-- START The input --
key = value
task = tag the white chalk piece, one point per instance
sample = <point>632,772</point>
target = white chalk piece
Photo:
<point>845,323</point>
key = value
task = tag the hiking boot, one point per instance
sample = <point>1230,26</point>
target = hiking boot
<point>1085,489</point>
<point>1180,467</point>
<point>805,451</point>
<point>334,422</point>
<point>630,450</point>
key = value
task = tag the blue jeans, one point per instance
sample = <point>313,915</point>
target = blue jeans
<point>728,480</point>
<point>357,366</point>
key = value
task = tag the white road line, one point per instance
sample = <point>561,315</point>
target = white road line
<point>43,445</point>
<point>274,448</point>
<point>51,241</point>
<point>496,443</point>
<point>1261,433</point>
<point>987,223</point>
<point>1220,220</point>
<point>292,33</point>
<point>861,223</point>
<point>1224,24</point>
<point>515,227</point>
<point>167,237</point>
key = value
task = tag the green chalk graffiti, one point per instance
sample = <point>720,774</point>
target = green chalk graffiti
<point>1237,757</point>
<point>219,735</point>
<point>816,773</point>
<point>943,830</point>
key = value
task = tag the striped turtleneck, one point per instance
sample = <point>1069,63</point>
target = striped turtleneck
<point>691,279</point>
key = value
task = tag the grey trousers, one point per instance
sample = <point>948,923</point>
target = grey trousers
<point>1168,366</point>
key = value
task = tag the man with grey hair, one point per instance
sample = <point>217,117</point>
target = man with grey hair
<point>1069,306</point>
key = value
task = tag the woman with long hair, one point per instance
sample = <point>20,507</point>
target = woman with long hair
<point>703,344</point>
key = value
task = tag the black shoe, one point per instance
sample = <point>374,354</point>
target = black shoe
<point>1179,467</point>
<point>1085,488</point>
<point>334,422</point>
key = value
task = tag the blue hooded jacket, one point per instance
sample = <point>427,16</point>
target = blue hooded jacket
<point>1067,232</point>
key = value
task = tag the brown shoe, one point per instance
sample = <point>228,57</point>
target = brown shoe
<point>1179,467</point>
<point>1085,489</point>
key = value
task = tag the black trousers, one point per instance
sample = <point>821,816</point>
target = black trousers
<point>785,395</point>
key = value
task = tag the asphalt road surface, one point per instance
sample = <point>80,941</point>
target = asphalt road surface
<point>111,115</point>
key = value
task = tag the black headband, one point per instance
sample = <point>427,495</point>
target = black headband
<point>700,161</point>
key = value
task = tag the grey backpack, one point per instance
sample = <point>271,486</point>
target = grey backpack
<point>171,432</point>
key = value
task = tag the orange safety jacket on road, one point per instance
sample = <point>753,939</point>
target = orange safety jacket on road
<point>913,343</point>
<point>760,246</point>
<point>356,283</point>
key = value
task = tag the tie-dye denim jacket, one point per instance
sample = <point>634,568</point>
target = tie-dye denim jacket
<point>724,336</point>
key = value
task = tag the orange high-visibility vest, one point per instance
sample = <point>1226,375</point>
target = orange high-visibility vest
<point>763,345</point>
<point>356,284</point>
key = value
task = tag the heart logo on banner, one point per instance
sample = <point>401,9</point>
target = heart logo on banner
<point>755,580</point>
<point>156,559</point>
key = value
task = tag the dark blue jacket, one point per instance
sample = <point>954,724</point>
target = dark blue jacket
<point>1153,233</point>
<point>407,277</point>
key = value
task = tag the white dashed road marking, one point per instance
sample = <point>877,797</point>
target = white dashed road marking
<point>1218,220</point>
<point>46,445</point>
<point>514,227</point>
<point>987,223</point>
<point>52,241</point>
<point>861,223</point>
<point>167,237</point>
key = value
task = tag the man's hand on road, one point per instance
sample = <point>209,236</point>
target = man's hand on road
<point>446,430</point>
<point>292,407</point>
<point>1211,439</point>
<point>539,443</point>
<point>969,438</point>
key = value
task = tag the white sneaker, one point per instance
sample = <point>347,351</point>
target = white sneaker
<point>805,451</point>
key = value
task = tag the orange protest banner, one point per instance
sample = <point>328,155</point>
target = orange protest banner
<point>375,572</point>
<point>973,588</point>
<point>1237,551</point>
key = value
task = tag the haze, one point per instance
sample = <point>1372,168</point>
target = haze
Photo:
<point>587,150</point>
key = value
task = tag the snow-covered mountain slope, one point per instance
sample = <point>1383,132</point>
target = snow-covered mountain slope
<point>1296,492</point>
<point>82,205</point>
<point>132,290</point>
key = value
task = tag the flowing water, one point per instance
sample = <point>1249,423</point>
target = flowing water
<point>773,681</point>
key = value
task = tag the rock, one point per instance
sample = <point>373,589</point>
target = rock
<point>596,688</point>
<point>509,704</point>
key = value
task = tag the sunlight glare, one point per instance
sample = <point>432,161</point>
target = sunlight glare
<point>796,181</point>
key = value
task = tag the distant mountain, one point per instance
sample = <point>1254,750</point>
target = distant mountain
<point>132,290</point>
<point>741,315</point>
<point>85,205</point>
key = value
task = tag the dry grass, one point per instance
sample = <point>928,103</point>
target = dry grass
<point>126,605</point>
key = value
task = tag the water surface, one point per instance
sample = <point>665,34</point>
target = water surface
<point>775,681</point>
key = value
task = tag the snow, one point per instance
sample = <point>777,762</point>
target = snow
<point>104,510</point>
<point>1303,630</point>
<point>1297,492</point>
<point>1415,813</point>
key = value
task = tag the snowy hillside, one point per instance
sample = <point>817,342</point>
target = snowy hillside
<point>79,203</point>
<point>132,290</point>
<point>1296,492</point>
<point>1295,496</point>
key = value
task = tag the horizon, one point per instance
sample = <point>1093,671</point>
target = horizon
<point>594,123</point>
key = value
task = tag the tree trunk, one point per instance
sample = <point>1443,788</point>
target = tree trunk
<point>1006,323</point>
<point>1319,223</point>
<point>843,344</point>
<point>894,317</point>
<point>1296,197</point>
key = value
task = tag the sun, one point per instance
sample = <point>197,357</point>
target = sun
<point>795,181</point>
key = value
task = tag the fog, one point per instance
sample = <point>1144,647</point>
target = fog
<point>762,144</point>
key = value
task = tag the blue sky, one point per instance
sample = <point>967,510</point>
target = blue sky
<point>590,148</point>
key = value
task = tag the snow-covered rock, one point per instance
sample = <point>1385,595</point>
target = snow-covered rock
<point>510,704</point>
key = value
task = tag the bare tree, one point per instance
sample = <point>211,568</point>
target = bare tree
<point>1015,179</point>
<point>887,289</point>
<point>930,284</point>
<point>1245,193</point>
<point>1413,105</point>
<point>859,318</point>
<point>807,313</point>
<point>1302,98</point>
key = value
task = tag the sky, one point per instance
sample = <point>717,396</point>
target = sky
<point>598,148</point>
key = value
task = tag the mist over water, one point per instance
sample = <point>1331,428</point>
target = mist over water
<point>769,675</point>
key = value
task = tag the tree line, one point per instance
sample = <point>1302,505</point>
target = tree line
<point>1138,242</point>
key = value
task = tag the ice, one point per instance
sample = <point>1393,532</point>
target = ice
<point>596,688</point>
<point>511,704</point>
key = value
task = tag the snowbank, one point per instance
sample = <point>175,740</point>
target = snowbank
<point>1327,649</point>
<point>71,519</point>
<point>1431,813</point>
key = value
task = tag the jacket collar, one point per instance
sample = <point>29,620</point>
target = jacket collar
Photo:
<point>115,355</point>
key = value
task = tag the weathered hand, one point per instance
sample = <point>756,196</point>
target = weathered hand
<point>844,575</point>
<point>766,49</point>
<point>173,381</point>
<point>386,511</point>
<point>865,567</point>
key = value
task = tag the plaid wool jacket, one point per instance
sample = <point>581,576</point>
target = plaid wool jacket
-- END The input --
*Work to complete*
Please render the records above as a Markdown table with the columns "Row" and "Line." Give each line its own numbered row, and leave out any blank lines.

*Exercise result*
| Row | Line |
|---|---|
| 1 | key = value |
| 2 | task = tag the white chalk piece, one point per instance |
| 3 | sample = <point>632,772</point> |
| 4 | target = white chalk piece |
| 5 | Photo: |
| 6 | <point>845,323</point> |
| 7 | key = value |
| 8 | task = tag the hiking boot, one point per instance |
| 9 | sample = <point>1230,26</point> |
| 10 | target = hiking boot |
| 11 | <point>1085,489</point> |
| 12 | <point>1180,467</point> |
| 13 | <point>805,451</point> |
| 14 | <point>334,422</point> |
| 15 | <point>630,450</point> |
| 16 | key = value |
| 17 | task = tag the blue jeans, one point per instance |
| 18 | sample = <point>313,915</point> |
| 19 | target = blue jeans |
| 20 | <point>728,480</point> |
| 21 | <point>357,366</point> |
| 22 | key = value |
| 23 | task = tag the white road line, one point per instance |
| 24 | sample = <point>561,315</point> |
| 25 | target = white road line |
| 26 | <point>43,445</point> |
| 27 | <point>274,448</point> |
| 28 | <point>51,241</point> |
| 29 | <point>496,443</point> |
| 30 | <point>1261,433</point> |
| 31 | <point>987,223</point> |
| 32 | <point>1220,220</point> |
| 33 | <point>292,33</point> |
| 34 | <point>861,223</point> |
| 35 | <point>1224,24</point> |
| 36 | <point>515,227</point> |
| 37 | <point>167,237</point> |
| 38 | key = value |
| 39 | task = tag the green chalk graffiti, one point per instance |
| 40 | sample = <point>720,774</point> |
| 41 | target = green chalk graffiti |
| 42 | <point>1237,757</point> |
| 43 | <point>219,735</point> |
| 44 | <point>816,773</point> |
| 45 | <point>943,830</point> |
| 46 | key = value |
| 47 | task = tag the striped turtleneck, one point per instance |
| 48 | sample = <point>1069,63</point> |
| 49 | target = striped turtleneck |
| 50 | <point>691,279</point> |
| 51 | key = value |
| 52 | task = tag the grey trousers, one point per instance |
| 53 | sample = <point>948,923</point> |
| 54 | target = grey trousers |
| 55 | <point>1168,366</point> |
| 56 | key = value |
| 57 | task = tag the man with grey hair, one point per instance |
| 58 | sample = <point>217,117</point> |
| 59 | target = man with grey hair |
| 60 | <point>1069,306</point> |
| 61 | key = value |
| 62 | task = tag the woman with long hair, one point per instance |
| 63 | sample = <point>20,507</point> |
| 64 | target = woman with long hair |
| 65 | <point>703,344</point> |
| 66 | key = value |
| 67 | task = tag the black shoe, one point per instance |
| 68 | sample = <point>374,354</point> |
| 69 | target = black shoe |
| 70 | <point>1179,467</point> |
| 71 | <point>1085,488</point> |
| 72 | <point>334,422</point> |
| 73 | key = value |
| 74 | task = tag the blue hooded jacket, one point per instance |
| 75 | sample = <point>427,16</point> |
| 76 | target = blue hooded jacket |
| 77 | <point>1067,232</point> |
| 78 | key = value |
| 79 | task = tag the brown shoe, one point per instance |
| 80 | sample = <point>228,57</point> |
| 81 | target = brown shoe |
| 82 | <point>1179,467</point> |
| 83 | <point>1085,489</point> |
| 84 | key = value |
| 85 | task = tag the black trousers, one point per instance |
| 86 | sample = <point>821,816</point> |
| 87 | target = black trousers |
| 88 | <point>785,395</point> |
| 89 | key = value |
| 90 | task = tag the asphalt road surface, one point per instance |
| 91 | sample = <point>80,941</point> |
| 92 | target = asphalt road surface |
| 93 | <point>111,115</point> |
| 94 | key = value |
| 95 | task = tag the black headband, one point per instance |
| 96 | sample = <point>427,495</point> |
| 97 | target = black headband |
| 98 | <point>700,161</point> |
| 99 | key = value |
| 100 | task = tag the grey backpack, one point per instance |
| 101 | sample = <point>271,486</point> |
| 102 | target = grey backpack |
| 103 | <point>171,432</point> |
| 104 | key = value |
| 105 | task = tag the orange safety jacket on road, one point per instance |
| 106 | sample = <point>753,939</point> |
| 107 | target = orange safety jacket on road |
| 108 | <point>913,343</point> |
| 109 | <point>760,246</point> |
| 110 | <point>356,283</point> |
| 111 | key = value |
| 112 | task = tag the tie-dye denim jacket, one point per instance |
| 113 | sample = <point>634,568</point> |
| 114 | target = tie-dye denim jacket |
| 115 | <point>724,336</point> |
| 116 | key = value |
| 117 | task = tag the orange high-visibility vest, one point per instance |
| 118 | sample = <point>1226,375</point> |
| 119 | target = orange high-visibility vest |
| 120 | <point>763,345</point> |
| 121 | <point>356,284</point> |
| 122 | key = value |
| 123 | task = tag the heart logo on banner, one point per instance |
| 124 | sample = <point>401,9</point> |
| 125 | target = heart logo on banner |
| 126 | <point>755,580</point> |
| 127 | <point>156,559</point> |
| 128 | key = value |
| 129 | task = tag the dark blue jacket, one point per instance |
| 130 | sample = <point>954,724</point> |
| 131 | target = dark blue jacket |
| 132 | <point>1153,233</point> |
| 133 | <point>407,277</point> |
| 134 | key = value |
| 135 | task = tag the white dashed road marking, one point per instance |
| 136 | sample = <point>877,797</point> |
| 137 | target = white dashed road marking |
| 138 | <point>1218,220</point> |
| 139 | <point>46,445</point> |
| 140 | <point>514,227</point> |
| 141 | <point>987,223</point> |
| 142 | <point>52,241</point> |
| 143 | <point>861,223</point> |
| 144 | <point>167,237</point> |
| 145 | key = value |
| 146 | task = tag the man's hand on road, one point per instance |
| 147 | sample = <point>209,236</point> |
| 148 | target = man's hand on road |
| 149 | <point>446,430</point> |
| 150 | <point>292,407</point> |
| 151 | <point>1211,439</point> |
| 152 | <point>539,443</point> |
| 153 | <point>969,438</point> |
| 154 | key = value |
| 155 | task = tag the white sneaker, one point per instance |
| 156 | sample = <point>347,351</point> |
| 157 | target = white sneaker |
| 158 | <point>805,451</point> |
| 159 | key = value |
| 160 | task = tag the orange protest banner, one point per instance |
| 161 | sample = <point>328,155</point> |
| 162 | target = orange protest banner |
| 163 | <point>375,572</point> |
| 164 | <point>973,588</point> |
| 165 | <point>1237,551</point> |
| 166 | key = value |
| 167 | task = tag the haze, one point per instance |
| 168 | sample = <point>1372,168</point> |
| 169 | target = haze |
| 170 | Photo: |
| 171 | <point>587,150</point> |
| 172 | key = value |
| 173 | task = tag the snow-covered mountain slope, one point per instance |
| 174 | sample = <point>1383,132</point> |
| 175 | target = snow-covered mountain slope |
| 176 | <point>1296,492</point> |
| 177 | <point>82,205</point> |
| 178 | <point>132,290</point> |
| 179 | key = value |
| 180 | task = tag the flowing water, one point per instance |
| 181 | sample = <point>1249,423</point> |
| 182 | target = flowing water |
| 183 | <point>773,681</point> |
| 184 | key = value |
| 185 | task = tag the rock, one point per instance |
| 186 | sample = <point>373,589</point> |
| 187 | target = rock |
| 188 | <point>596,688</point> |
| 189 | <point>509,704</point> |
| 190 | key = value |
| 191 | task = tag the sunlight glare, one point per instance |
| 192 | sample = <point>432,161</point> |
| 193 | target = sunlight glare |
| 194 | <point>796,181</point> |
| 195 | key = value |
| 196 | task = tag the distant mountain, one point per instance |
| 197 | sample = <point>1254,750</point> |
| 198 | target = distant mountain |
| 199 | <point>132,290</point> |
| 200 | <point>741,315</point> |
| 201 | <point>85,205</point> |
| 202 | key = value |
| 203 | task = tag the dry grass, one point per instance |
| 204 | sample = <point>928,103</point> |
| 205 | target = dry grass |
| 206 | <point>126,605</point> |
| 207 | key = value |
| 208 | task = tag the water surface, one point per instance |
| 209 | sample = <point>665,34</point> |
| 210 | target = water surface |
| 211 | <point>775,681</point> |
| 212 | key = value |
| 213 | task = tag the snow, one point per instance |
| 214 | sample = <point>777,762</point> |
| 215 | target = snow |
| 216 | <point>104,510</point> |
| 217 | <point>1303,630</point> |
| 218 | <point>1297,492</point> |
| 219 | <point>1415,813</point> |
| 220 | key = value |
| 221 | task = tag the snowy hillside, one point per instance |
| 222 | sample = <point>817,342</point> |
| 223 | target = snowy hillside |
| 224 | <point>79,203</point> |
| 225 | <point>132,290</point> |
| 226 | <point>1296,492</point> |
| 227 | <point>1295,496</point> |
| 228 | key = value |
| 229 | task = tag the horizon, one point per instance |
| 230 | sample = <point>1093,671</point> |
| 231 | target = horizon |
| 232 | <point>594,123</point> |
| 233 | key = value |
| 234 | task = tag the tree trunk, one point per instance |
| 235 | sample = <point>1443,788</point> |
| 236 | target = tree trunk |
| 237 | <point>1006,323</point> |
| 238 | <point>1319,223</point> |
| 239 | <point>843,344</point> |
| 240 | <point>894,317</point> |
| 241 | <point>1296,197</point> |
| 242 | key = value |
| 243 | task = tag the sun, one point per instance |
| 244 | sample = <point>197,357</point> |
| 245 | target = sun |
| 246 | <point>795,181</point> |
| 247 | key = value |
| 248 | task = tag the fog, one point per instance |
| 249 | sample = <point>1144,647</point> |
| 250 | target = fog |
| 251 | <point>762,144</point> |
| 252 | key = value |
| 253 | task = tag the blue sky, one point per instance |
| 254 | sample = <point>967,510</point> |
| 255 | target = blue sky |
| 256 | <point>590,148</point> |
| 257 | key = value |
| 258 | task = tag the snow-covered rock, one point per instance |
| 259 | sample = <point>1385,595</point> |
| 260 | target = snow-covered rock |
| 261 | <point>510,704</point> |
| 262 | key = value |
| 263 | task = tag the bare tree, one point per instance |
| 264 | sample = <point>211,568</point> |
| 265 | target = bare tree |
| 266 | <point>1015,179</point> |
| 267 | <point>887,289</point> |
| 268 | <point>930,284</point> |
| 269 | <point>1245,193</point> |
| 270 | <point>1413,105</point> |
| 271 | <point>859,318</point> |
| 272 | <point>807,313</point> |
| 273 | <point>1302,98</point> |
| 274 | key = value |
| 275 | task = tag the sky, one point per instance |
| 276 | sample = <point>717,396</point> |
| 277 | target = sky |
| 278 | <point>598,148</point> |
| 279 | key = value |
| 280 | task = tag the mist over water, one point per instance |
| 281 | sample = <point>1331,428</point> |
| 282 | target = mist over water |
| 283 | <point>769,675</point> |
| 284 | key = value |
| 285 | task = tag the tree line, one point per instance |
| 286 | sample = <point>1302,505</point> |
| 287 | target = tree line |
| 288 | <point>1138,242</point> |
| 289 | key = value |
| 290 | task = tag the ice, one point per instance |
| 291 | sample = <point>1393,532</point> |
| 292 | target = ice |
| 293 | <point>596,688</point> |
| 294 | <point>511,704</point> |
| 295 | key = value |
| 296 | task = tag the snowbank, one point per instance |
| 297 | sample = <point>175,740</point> |
| 298 | target = snowbank |
| 299 | <point>1327,649</point> |
| 300 | <point>71,519</point> |
| 301 | <point>1431,813</point> |
| 302 | key = value |
| 303 | task = tag the jacket collar, one point per instance |
| 304 | sample = <point>29,620</point> |
| 305 | target = jacket collar |
| 306 | Photo: |
| 307 | <point>115,355</point> |
| 308 | key = value |
| 309 | task = tag the weathered hand, one point per instance |
| 310 | sample = <point>756,196</point> |
| 311 | target = weathered hand |
| 312 | <point>844,575</point> |
| 313 | <point>766,49</point> |
| 314 | <point>173,381</point> |
| 315 | <point>386,511</point> |
| 316 | <point>865,567</point> |
| 317 | key = value |
| 318 | task = tag the plaid wool jacket, one point per instance |
| 319 | sample = <point>581,576</point> |
| 320 | target = plaid wool jacket |